--- start of Exercise input ---
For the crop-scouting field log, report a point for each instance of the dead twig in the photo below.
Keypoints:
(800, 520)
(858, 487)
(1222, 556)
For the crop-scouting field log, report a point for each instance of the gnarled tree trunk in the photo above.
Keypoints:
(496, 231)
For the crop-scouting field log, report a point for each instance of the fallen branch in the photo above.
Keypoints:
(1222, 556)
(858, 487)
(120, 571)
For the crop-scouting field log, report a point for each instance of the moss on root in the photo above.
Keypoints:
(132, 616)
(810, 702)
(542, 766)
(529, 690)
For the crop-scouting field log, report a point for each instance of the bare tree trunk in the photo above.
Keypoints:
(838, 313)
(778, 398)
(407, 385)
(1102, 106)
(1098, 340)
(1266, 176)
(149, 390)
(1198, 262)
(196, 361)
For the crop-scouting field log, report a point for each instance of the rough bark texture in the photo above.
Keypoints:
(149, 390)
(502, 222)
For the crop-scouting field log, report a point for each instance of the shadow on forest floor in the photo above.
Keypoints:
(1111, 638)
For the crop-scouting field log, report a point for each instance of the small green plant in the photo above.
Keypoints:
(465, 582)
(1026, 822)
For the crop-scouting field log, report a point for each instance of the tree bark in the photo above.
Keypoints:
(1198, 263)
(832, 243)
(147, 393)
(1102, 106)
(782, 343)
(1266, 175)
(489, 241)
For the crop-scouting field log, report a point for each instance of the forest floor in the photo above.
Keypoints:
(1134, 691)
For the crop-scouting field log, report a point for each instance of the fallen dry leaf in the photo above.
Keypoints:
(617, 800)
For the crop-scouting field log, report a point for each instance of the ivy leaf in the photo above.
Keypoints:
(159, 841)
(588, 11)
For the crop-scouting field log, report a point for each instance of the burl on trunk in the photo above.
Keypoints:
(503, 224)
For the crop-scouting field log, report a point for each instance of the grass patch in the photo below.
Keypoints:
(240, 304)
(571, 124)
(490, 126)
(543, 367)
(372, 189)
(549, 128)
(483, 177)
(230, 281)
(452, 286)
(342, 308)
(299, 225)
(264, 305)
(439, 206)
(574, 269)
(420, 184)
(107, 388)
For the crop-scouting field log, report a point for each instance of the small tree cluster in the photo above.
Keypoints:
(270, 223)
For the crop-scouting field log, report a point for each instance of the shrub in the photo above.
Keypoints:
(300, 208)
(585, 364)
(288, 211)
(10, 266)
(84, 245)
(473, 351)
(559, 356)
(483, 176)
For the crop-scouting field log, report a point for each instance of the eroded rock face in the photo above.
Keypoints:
--- end of Exercise input ---
Do this.
Write out every record shown above, word for word.

Answer to the task.
For the crop-scouting field log, report a point for each instance of the dead twig in the photo below.
Keypoints:
(800, 520)
(858, 487)
(1222, 556)
For the crop-scouting field log, report a point for each instance of the gnarled tree trunk in the photo above.
Keypoints:
(496, 231)
For the crop-scouting field log, report a point for each instance of the fallen branch in the photo above.
Keypoints:
(1222, 556)
(858, 487)
(120, 571)
For the crop-scouting field log, report a point for each instance of the moss on root in the photo above.
Keypoints:
(132, 616)
(810, 702)
(542, 766)
(529, 690)
For the crop-scouting field log, report a point for each instance of the bare tree trunk in the photo above.
Keypoints:
(838, 313)
(778, 398)
(407, 385)
(1102, 106)
(1098, 340)
(1266, 176)
(149, 390)
(1198, 262)
(196, 361)
For the crop-scouting field log, report a point for each instance of the rough bark texture in the photo above.
Keypoints:
(149, 390)
(502, 222)
For the crop-scouting field log, report a point for each instance of the shadow on forest floor in the photo above.
Keypoints:
(1111, 638)
For the crop-scouting field log, report a point for each instance of the small green plant in the photo above.
Keypoints:
(465, 582)
(1026, 822)
For the crop-scouting field log, report a point for each instance of the tree bark in the photo above.
Keypoints:
(1198, 263)
(832, 243)
(147, 393)
(1102, 106)
(782, 343)
(1266, 175)
(489, 241)
For the crop-scouting field log, report a point for each instance of the forest floor in the photo above.
Keypoints:
(1134, 691)
For the crop-scouting field log, report a point for each instance of the fallen dry leaf in the photo above.
Keypoints:
(617, 800)
For the crop-scouting field log, report a point for each instance of the ivy leaf in the photo above.
Keypoints:
(159, 841)
(588, 11)
For the crop-scouting field log, report a point for each instance of the burl on trunk in the photo above.
Keypoints:
(503, 224)
For the crop-scouting field log, report a point for each instance of the grass patch in the photo below.
Keypoints:
(240, 304)
(571, 124)
(490, 126)
(543, 367)
(372, 189)
(549, 128)
(483, 177)
(230, 281)
(452, 286)
(342, 308)
(299, 225)
(264, 305)
(439, 206)
(574, 269)
(420, 184)
(107, 388)
For the crop-scouting field log, report a point for each instance of the small tree cluster in the photo above.
Keypoints:
(270, 223)
For the crop-scouting field log, report a point for each instance of the shrub in the photo above.
Keypoints:
(300, 208)
(585, 364)
(288, 211)
(10, 266)
(84, 245)
(473, 351)
(559, 356)
(483, 176)
For the crop-scouting field log, report a point for each instance of the eroded rock face in the photo above.
Keypoints:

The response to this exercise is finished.